▶ _Dataset content_:
★ ★ ★ ★ ★
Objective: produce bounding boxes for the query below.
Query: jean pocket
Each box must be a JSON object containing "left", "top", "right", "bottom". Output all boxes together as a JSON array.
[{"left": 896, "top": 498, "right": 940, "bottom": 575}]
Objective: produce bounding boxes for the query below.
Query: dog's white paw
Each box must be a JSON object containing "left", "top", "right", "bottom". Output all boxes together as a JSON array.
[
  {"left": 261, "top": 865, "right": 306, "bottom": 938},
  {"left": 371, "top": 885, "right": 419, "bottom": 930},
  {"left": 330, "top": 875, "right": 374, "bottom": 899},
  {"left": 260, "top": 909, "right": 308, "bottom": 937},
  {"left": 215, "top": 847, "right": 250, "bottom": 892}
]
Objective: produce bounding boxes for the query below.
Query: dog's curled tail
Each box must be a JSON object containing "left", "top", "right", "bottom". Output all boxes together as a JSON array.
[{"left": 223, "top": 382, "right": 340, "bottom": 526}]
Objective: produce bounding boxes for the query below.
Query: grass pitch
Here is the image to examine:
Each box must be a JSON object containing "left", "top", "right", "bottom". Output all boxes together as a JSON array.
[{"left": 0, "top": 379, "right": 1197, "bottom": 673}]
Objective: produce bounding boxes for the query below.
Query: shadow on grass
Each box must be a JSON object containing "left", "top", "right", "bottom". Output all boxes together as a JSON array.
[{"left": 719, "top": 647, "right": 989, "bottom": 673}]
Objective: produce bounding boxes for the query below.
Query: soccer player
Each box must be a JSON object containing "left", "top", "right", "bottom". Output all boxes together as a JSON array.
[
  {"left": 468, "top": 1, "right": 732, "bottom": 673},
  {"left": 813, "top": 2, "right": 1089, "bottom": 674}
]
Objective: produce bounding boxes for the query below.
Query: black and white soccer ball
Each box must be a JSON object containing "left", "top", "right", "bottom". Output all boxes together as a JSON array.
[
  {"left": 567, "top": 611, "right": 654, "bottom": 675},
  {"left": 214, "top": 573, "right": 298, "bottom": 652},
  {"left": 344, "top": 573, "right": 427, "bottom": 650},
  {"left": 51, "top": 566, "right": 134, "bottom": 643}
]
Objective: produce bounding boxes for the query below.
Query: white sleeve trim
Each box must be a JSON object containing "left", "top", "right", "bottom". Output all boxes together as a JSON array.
★ ★ ★ ★ ★
Which lines run from the one holding "Query: jean pocket" through the one holding "Query: dog's white paw" in the records above? Repeat them exactly, both included, and nothing more.

Query: jean pocket
Each box must be a JSON object containing "left", "top", "right", "bottom". Output all boxes together as a JSON array.
[{"left": 896, "top": 498, "right": 940, "bottom": 575}]
Objective: produce bounding boxes for the query below.
Query: dog's white paw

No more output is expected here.